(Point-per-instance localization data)
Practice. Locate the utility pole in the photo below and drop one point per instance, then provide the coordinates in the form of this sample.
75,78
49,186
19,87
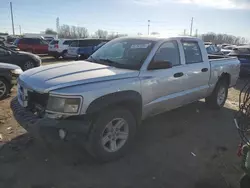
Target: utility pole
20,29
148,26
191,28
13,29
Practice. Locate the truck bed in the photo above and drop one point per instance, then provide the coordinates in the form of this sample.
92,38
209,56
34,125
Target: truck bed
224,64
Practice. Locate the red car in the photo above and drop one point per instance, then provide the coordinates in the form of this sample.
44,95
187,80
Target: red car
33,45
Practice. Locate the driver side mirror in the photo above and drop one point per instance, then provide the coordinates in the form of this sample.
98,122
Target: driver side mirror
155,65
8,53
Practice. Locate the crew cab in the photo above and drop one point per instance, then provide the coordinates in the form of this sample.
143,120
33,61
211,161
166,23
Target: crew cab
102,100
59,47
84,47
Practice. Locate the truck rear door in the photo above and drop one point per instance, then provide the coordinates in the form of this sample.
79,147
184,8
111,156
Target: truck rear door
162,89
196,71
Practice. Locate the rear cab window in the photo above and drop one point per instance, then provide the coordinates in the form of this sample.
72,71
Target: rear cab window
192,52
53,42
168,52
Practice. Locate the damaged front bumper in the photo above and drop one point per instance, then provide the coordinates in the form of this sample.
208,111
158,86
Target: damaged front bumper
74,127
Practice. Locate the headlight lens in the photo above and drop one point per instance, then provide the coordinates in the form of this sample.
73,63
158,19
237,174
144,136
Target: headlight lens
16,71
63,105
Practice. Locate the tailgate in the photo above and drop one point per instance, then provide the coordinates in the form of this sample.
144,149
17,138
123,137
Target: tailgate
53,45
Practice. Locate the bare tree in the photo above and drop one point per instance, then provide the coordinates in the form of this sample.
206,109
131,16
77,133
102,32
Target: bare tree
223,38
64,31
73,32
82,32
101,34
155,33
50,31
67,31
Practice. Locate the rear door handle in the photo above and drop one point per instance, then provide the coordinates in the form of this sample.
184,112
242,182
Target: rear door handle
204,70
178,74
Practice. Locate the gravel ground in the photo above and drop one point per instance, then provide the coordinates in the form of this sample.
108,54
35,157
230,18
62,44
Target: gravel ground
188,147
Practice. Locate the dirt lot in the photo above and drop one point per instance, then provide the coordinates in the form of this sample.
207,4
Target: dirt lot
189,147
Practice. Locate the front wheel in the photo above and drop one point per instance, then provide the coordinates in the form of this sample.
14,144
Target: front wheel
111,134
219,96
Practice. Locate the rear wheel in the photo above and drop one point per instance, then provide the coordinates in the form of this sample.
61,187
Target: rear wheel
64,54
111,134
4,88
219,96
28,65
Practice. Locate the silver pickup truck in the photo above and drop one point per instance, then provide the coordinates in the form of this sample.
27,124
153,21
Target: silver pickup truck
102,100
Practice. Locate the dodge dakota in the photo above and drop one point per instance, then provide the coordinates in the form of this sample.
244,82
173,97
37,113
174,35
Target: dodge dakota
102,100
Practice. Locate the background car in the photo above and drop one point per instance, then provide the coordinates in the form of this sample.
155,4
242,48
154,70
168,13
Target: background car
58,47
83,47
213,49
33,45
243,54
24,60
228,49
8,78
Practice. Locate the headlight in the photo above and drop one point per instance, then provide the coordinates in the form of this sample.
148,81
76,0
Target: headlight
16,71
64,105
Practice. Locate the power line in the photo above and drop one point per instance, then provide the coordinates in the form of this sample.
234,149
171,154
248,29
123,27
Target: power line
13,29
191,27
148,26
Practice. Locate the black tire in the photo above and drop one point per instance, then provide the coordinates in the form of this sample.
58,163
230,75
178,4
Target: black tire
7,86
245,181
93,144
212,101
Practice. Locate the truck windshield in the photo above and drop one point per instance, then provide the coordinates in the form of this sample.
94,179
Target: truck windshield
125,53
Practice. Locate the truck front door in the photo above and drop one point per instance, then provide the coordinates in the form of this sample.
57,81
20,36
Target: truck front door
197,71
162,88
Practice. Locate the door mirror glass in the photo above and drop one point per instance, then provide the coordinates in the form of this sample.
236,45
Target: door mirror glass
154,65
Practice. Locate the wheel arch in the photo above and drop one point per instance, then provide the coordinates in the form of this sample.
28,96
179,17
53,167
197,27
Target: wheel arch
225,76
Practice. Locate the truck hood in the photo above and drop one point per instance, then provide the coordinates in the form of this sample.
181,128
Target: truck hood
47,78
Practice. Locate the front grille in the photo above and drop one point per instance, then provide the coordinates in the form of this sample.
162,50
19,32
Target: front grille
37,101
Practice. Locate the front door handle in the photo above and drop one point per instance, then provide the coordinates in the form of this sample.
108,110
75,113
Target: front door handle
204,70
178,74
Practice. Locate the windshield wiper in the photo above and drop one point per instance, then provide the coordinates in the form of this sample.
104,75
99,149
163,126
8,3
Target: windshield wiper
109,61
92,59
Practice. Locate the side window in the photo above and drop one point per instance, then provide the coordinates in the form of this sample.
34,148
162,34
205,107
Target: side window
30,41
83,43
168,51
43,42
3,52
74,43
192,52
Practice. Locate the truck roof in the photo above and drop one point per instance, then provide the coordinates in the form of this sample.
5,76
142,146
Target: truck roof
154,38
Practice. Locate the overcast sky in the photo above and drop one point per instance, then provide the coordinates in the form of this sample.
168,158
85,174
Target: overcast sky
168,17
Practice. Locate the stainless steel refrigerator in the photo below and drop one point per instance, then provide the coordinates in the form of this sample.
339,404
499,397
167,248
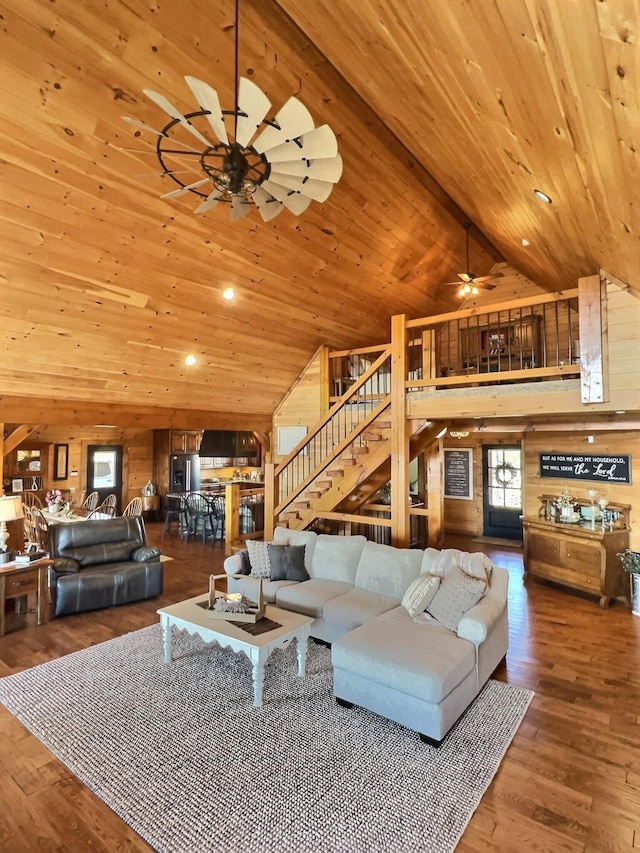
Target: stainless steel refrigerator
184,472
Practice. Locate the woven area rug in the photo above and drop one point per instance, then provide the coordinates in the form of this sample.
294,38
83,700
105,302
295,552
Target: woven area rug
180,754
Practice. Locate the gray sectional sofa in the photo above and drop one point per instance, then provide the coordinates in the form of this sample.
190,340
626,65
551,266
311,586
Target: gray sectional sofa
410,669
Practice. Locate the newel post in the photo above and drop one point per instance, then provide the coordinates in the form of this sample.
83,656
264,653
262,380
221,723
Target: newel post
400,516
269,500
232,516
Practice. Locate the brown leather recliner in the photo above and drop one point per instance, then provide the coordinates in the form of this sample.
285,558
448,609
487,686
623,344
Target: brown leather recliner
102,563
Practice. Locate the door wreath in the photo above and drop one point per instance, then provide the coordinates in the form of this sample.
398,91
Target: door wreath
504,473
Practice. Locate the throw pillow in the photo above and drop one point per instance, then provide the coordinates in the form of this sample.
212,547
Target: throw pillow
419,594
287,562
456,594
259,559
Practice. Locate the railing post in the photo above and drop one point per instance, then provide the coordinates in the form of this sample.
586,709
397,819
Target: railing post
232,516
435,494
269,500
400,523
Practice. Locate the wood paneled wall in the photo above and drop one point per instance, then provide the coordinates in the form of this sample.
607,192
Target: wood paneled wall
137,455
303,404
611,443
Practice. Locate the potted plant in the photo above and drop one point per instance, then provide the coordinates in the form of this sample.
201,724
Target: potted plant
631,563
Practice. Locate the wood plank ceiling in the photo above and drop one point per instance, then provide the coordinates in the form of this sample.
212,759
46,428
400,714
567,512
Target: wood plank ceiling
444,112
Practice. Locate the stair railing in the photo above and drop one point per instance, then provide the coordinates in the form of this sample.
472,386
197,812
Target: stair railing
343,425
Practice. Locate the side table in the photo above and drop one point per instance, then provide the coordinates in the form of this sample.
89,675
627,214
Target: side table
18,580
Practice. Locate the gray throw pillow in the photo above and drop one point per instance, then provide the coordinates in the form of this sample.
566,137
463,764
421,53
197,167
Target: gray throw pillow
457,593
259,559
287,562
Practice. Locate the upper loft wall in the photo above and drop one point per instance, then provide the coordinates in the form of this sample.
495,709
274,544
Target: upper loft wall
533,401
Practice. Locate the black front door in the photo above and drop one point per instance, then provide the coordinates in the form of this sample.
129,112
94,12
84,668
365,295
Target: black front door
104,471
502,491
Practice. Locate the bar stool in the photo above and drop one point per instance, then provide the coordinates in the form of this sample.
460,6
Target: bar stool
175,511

* * *

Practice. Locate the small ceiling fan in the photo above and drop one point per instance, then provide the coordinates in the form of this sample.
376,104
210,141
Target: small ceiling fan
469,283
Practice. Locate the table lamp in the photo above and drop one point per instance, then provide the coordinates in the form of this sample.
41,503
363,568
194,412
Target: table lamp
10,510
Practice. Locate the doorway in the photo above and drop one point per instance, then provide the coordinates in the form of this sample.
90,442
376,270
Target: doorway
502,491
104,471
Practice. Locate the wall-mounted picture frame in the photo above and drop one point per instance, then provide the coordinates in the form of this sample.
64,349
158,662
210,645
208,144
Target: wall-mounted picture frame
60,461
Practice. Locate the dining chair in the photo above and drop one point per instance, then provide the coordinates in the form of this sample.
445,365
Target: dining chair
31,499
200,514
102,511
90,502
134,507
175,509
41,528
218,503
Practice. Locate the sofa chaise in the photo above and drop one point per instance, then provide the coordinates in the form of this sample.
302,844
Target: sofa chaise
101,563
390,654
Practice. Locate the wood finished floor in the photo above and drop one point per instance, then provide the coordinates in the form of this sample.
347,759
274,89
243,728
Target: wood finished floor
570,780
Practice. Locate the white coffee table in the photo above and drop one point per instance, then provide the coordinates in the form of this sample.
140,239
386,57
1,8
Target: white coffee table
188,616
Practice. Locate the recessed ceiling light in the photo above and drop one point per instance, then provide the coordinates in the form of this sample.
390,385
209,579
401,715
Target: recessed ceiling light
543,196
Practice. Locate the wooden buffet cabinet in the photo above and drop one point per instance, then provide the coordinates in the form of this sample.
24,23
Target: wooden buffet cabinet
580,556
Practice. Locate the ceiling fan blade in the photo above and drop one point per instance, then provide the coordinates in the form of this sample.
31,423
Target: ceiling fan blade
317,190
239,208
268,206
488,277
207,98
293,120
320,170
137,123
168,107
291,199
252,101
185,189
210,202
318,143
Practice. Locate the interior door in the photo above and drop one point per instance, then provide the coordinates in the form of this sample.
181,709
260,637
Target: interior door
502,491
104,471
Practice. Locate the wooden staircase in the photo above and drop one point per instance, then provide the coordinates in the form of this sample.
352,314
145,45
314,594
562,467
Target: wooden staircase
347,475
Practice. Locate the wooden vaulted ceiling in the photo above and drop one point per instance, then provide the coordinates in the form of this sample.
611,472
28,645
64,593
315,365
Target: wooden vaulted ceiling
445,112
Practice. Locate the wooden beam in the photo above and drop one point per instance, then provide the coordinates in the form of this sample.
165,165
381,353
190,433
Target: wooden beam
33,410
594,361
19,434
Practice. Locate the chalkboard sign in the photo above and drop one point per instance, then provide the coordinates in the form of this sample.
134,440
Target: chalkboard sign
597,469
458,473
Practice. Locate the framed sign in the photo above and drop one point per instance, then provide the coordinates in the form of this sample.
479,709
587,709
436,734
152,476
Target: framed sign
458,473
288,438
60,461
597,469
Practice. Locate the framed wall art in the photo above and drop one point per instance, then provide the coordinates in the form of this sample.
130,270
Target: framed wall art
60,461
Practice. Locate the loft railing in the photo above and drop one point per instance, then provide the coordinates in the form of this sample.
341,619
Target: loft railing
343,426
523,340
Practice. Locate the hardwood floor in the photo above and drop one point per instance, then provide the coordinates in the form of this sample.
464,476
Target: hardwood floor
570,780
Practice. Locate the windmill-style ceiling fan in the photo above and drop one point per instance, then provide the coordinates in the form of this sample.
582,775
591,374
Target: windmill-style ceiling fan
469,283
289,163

WHAT TO WORK ON> Check each line of the records above for "below", and copy those that have it.

ANSWER TO THE EXERCISE>
Practice. Locate the utility pole in the photo below and drop one point per instance, then provide the coordinates in the form of this sample.
Practice. Locate the stainless steel refrigerator in the photo below and drop one point per instance, then provide the coordinates in the form of this sample.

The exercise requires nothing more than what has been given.